## EXERCISE BRIEF
Count the lines of the records below that contain the word "jeans", and reply with only that number.
* begin *
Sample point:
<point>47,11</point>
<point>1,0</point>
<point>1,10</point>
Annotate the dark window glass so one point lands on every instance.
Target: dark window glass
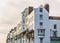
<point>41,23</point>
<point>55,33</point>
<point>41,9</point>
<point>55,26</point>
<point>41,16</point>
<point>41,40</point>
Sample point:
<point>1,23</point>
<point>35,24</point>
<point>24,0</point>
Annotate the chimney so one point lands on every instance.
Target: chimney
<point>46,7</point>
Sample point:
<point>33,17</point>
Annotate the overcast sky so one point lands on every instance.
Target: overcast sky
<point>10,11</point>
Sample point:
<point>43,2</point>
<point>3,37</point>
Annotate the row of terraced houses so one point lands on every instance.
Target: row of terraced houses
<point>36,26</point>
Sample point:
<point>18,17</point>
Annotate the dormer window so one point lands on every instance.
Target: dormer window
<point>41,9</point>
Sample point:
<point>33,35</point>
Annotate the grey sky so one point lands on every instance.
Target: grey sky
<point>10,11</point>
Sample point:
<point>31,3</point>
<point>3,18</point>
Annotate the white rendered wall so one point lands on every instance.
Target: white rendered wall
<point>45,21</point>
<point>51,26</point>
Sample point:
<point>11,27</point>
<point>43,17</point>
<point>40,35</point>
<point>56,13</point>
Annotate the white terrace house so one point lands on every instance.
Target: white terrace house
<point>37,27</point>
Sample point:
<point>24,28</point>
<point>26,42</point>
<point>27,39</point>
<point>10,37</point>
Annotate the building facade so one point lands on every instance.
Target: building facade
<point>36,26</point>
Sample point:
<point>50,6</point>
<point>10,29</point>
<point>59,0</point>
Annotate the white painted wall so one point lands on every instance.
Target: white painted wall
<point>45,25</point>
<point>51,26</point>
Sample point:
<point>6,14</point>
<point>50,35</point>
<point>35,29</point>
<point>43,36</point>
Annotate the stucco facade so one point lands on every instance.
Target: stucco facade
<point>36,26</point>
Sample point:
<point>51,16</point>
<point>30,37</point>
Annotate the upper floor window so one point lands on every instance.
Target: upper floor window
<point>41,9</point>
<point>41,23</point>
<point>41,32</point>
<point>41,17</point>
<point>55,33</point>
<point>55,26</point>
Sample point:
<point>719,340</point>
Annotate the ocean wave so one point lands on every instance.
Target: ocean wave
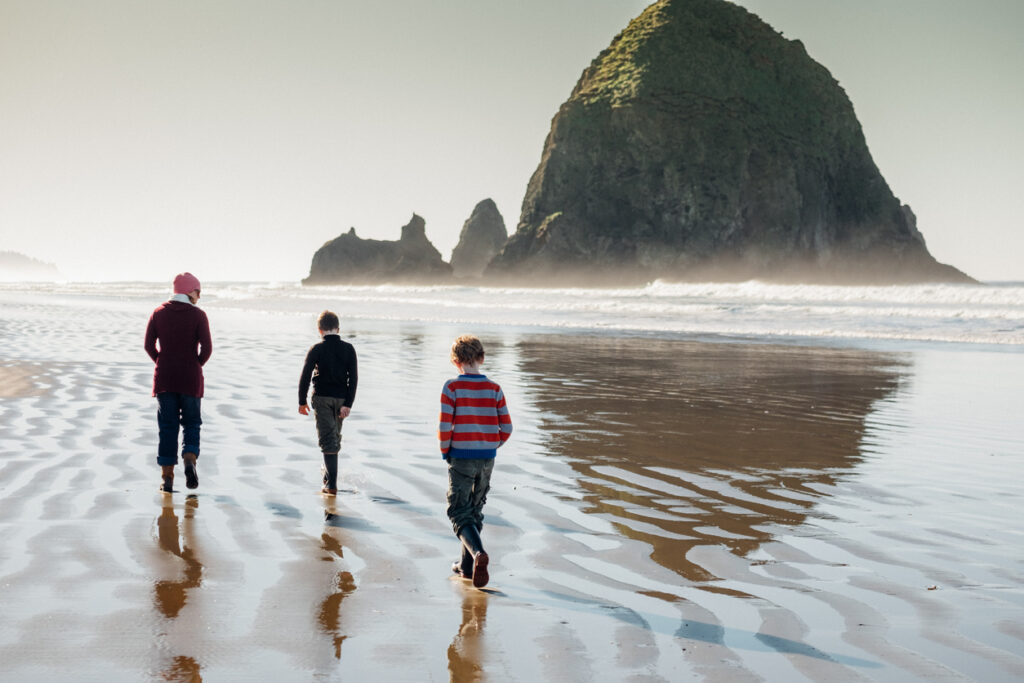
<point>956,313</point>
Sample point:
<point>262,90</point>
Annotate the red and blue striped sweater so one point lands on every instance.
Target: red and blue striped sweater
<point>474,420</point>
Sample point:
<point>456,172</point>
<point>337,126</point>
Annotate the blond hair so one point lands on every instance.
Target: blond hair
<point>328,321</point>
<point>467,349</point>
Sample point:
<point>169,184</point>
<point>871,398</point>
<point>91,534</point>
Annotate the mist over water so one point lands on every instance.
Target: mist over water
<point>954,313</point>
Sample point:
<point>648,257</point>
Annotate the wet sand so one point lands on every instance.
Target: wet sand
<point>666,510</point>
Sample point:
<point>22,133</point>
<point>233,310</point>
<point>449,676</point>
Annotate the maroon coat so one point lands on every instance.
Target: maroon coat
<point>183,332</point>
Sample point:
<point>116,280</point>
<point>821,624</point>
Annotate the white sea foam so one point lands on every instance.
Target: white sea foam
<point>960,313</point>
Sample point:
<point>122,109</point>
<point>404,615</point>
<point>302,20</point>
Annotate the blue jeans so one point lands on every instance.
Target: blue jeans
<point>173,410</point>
* end *
* begin *
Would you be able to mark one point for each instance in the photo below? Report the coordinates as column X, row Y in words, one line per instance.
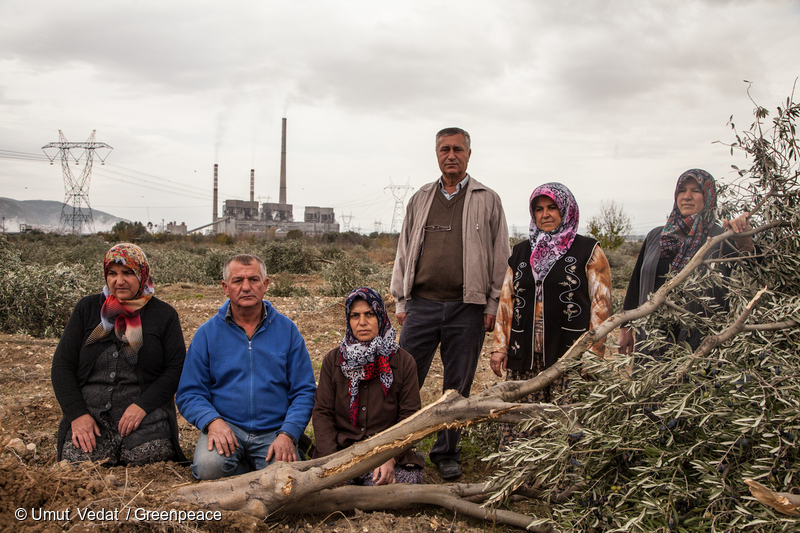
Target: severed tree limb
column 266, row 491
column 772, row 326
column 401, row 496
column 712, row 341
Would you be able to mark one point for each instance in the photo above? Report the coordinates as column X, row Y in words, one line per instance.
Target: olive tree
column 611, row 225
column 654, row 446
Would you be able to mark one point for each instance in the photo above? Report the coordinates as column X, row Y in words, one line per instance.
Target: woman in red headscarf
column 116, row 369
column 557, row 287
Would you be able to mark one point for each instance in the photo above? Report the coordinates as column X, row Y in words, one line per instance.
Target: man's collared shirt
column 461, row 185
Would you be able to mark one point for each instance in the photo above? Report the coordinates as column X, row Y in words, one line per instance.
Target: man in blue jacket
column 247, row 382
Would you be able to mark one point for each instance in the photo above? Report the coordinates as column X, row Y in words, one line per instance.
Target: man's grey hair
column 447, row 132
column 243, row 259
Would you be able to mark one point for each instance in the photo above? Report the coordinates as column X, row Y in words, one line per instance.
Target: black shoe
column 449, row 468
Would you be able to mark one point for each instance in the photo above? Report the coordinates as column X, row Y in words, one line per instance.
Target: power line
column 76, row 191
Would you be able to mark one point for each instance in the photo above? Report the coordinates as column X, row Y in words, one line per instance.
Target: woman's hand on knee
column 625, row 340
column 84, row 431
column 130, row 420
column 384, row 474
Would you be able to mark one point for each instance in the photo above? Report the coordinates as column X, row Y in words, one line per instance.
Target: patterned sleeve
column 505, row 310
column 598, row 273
* end *
## RESPONSE
2